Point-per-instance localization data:
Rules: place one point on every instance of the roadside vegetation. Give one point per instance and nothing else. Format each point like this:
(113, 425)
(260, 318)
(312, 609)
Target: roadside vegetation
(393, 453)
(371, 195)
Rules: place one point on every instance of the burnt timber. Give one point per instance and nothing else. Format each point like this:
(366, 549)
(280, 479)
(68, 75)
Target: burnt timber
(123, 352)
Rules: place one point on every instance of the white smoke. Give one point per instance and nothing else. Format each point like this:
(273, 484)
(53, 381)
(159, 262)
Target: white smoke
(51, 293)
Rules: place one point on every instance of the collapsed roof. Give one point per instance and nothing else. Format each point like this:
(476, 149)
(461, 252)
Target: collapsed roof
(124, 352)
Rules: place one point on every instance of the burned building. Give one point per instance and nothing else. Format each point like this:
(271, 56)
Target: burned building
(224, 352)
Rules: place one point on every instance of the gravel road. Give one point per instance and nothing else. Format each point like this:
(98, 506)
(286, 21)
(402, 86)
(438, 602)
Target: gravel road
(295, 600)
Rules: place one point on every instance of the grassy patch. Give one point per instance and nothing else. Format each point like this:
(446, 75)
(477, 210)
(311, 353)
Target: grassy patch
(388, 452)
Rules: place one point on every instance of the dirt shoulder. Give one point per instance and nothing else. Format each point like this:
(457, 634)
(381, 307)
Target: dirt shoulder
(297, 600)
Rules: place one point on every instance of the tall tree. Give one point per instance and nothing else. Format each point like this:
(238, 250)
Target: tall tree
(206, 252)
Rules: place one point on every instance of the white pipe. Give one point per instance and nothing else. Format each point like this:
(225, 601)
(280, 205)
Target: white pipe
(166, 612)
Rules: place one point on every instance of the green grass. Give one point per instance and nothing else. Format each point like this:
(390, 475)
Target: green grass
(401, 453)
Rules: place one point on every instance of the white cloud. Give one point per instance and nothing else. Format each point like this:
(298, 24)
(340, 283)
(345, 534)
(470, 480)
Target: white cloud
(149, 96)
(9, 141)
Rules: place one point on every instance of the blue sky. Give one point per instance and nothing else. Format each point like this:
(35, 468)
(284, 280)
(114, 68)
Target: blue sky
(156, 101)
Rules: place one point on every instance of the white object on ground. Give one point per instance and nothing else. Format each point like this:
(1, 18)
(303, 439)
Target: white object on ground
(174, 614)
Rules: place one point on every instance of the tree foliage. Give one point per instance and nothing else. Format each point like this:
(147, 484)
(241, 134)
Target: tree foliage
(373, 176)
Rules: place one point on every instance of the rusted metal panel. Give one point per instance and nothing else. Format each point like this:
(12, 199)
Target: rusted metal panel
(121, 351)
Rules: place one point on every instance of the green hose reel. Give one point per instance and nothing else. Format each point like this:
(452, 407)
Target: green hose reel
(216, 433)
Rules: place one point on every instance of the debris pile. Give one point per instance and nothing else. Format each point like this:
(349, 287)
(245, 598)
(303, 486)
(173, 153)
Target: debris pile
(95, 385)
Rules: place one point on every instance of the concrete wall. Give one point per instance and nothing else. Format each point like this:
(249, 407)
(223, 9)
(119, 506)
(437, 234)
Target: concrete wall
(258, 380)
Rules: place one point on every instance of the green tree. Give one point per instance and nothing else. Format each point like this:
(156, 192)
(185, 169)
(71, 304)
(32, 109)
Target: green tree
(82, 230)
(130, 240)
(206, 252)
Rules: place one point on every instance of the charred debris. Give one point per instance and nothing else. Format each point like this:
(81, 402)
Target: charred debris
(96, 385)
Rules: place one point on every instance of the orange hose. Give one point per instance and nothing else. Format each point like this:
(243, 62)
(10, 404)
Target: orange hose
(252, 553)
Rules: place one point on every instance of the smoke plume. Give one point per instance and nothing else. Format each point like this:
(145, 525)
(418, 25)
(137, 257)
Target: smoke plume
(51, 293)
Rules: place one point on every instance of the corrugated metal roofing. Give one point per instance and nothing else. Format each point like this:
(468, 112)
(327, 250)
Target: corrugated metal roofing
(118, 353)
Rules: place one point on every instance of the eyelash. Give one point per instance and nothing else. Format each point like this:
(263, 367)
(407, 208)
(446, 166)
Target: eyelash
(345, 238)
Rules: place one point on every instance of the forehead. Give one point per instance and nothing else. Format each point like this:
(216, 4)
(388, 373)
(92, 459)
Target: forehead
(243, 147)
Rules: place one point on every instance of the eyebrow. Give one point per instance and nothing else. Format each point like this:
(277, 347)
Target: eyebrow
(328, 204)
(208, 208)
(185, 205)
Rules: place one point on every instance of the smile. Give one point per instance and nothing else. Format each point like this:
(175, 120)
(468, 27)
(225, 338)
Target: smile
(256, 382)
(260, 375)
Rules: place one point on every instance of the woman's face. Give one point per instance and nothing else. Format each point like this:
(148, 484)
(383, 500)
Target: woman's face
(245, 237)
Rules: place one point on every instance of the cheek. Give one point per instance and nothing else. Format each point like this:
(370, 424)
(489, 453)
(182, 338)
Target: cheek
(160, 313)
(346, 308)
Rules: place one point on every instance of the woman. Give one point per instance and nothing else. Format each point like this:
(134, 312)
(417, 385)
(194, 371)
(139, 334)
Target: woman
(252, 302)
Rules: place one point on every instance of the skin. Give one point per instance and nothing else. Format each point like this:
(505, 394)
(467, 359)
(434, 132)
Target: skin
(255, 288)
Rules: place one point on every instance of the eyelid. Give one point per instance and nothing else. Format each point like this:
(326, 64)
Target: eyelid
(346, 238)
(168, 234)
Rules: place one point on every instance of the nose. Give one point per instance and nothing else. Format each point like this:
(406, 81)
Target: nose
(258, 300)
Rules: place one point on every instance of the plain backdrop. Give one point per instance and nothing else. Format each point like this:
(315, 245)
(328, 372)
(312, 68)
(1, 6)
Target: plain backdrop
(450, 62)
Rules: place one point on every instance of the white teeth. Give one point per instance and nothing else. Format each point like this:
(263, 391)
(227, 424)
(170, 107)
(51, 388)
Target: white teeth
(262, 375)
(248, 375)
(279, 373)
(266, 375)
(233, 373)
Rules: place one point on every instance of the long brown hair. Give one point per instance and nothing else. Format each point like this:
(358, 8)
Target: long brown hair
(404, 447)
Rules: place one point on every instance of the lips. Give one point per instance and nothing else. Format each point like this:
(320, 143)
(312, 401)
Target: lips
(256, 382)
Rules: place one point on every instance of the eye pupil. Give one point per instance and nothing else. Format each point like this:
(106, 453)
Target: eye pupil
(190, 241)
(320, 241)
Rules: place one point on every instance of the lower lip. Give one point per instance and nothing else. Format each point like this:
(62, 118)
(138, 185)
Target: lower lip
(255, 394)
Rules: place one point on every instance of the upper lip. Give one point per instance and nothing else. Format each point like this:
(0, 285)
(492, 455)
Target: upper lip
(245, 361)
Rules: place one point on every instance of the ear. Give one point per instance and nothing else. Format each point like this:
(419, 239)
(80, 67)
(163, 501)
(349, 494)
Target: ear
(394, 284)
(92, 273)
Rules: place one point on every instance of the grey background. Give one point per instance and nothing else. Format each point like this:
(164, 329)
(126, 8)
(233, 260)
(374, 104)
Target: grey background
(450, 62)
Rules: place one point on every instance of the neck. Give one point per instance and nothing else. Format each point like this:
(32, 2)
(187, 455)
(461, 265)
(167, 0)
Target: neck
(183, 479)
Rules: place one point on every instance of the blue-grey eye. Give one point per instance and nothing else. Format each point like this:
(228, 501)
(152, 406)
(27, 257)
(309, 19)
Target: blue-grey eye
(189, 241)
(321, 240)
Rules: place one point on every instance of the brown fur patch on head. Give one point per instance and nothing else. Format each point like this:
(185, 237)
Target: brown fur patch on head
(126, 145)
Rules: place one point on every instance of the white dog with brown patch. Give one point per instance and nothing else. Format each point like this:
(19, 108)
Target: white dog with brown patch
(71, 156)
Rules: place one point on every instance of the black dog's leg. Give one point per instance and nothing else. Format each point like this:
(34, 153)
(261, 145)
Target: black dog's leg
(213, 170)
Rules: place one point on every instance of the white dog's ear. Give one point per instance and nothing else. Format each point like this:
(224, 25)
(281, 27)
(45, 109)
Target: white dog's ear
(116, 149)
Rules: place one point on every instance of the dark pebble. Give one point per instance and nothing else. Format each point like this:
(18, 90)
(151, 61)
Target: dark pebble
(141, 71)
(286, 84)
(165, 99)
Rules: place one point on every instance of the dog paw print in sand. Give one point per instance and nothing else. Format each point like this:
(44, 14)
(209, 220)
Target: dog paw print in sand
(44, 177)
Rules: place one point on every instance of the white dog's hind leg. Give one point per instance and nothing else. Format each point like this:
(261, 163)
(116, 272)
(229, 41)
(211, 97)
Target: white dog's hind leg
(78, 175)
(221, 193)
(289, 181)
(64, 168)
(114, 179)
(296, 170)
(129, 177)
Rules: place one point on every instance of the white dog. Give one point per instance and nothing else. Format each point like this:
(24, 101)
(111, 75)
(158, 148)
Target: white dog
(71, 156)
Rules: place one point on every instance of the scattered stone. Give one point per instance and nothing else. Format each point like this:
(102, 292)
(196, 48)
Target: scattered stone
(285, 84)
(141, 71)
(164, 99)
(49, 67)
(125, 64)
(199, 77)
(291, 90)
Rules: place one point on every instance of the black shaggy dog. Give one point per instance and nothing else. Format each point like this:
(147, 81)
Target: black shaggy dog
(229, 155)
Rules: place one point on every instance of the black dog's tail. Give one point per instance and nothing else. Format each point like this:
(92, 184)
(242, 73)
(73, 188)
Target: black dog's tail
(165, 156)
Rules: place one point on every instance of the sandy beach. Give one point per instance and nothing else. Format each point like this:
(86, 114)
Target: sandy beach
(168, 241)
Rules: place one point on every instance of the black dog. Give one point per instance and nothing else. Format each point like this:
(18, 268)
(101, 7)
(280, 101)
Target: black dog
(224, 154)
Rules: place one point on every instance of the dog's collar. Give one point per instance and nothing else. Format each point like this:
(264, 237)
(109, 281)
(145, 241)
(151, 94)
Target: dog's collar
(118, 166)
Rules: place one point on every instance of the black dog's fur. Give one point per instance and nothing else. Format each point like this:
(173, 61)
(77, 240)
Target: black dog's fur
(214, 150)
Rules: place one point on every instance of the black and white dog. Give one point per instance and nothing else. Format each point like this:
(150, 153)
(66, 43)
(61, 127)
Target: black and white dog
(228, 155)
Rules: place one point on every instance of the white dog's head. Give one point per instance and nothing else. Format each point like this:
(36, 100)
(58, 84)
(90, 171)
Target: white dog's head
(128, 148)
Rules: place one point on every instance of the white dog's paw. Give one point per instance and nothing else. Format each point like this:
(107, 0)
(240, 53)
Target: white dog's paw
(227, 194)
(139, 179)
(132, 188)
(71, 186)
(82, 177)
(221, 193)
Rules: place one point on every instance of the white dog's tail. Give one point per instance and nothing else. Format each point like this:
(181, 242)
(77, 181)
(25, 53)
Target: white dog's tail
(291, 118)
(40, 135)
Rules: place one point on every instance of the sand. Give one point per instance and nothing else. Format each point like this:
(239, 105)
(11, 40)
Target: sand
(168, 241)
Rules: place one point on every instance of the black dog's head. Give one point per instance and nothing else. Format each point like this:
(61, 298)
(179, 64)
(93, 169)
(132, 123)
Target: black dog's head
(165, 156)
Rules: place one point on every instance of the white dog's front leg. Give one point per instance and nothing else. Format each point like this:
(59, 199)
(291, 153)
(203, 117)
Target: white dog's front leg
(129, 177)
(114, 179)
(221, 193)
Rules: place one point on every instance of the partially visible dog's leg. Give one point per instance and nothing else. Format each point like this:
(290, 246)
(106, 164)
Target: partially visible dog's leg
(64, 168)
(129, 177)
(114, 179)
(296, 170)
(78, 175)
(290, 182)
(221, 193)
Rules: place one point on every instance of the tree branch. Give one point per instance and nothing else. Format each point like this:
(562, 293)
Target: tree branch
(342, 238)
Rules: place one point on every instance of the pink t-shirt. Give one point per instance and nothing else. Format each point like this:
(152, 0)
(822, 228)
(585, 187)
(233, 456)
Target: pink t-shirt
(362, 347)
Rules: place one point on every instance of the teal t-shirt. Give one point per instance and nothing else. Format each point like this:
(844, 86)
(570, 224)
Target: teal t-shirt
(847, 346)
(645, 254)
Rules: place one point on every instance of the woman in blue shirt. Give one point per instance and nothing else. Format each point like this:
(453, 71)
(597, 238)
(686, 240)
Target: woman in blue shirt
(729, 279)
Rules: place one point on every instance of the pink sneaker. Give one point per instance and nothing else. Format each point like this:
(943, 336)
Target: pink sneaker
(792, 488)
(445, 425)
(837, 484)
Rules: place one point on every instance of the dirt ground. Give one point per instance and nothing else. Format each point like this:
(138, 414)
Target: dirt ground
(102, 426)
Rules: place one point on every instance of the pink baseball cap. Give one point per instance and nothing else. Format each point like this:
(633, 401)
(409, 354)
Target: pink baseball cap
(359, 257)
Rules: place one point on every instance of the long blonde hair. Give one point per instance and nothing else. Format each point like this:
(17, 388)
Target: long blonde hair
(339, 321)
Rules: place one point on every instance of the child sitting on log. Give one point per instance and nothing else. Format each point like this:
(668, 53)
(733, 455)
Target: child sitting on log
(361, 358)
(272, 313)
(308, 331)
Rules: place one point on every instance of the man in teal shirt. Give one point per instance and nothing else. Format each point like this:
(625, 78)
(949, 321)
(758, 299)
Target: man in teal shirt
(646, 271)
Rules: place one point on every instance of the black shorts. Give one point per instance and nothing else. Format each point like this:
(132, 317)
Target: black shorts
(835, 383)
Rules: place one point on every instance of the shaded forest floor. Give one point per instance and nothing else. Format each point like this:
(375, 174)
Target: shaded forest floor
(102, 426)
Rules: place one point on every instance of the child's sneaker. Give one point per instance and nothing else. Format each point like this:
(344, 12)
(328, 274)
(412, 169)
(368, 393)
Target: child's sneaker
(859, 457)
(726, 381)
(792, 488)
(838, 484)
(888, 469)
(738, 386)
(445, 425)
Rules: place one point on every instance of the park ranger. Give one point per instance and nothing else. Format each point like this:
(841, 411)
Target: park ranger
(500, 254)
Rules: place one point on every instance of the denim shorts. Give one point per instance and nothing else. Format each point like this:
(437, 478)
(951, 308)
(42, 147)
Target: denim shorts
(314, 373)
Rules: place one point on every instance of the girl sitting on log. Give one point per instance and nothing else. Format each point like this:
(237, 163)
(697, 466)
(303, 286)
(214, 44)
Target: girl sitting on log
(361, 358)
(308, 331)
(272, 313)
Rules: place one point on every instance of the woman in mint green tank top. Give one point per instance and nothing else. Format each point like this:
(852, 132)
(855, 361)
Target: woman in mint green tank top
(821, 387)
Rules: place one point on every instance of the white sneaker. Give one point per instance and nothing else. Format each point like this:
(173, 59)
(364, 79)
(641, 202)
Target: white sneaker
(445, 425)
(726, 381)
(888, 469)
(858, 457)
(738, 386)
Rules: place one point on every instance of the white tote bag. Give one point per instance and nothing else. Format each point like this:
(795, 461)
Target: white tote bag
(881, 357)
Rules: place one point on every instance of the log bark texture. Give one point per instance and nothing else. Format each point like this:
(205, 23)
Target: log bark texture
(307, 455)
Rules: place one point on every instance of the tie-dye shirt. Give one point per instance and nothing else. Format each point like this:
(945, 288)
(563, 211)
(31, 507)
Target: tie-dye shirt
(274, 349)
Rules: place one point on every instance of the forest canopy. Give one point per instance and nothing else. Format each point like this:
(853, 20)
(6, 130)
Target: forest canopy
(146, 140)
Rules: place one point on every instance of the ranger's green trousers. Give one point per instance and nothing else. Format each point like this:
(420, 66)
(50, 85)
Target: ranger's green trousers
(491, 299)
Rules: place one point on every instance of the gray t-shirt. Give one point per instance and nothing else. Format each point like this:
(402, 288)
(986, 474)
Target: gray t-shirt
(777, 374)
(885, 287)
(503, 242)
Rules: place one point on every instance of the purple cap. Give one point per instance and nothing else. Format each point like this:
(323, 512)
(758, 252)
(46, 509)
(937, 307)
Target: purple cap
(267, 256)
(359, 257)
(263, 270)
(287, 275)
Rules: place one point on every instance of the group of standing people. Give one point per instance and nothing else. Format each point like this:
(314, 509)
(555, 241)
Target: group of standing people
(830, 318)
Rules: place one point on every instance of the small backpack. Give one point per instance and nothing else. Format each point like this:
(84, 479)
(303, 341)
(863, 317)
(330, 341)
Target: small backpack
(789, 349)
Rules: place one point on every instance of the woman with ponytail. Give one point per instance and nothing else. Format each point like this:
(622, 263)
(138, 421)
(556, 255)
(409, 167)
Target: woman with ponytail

PROBLEM REQUIREMENTS:
Determine how many lines of the records above hold the word "ponytail" and give the number with nothing added.

SOLUTION TO THIS PROBLEM:
2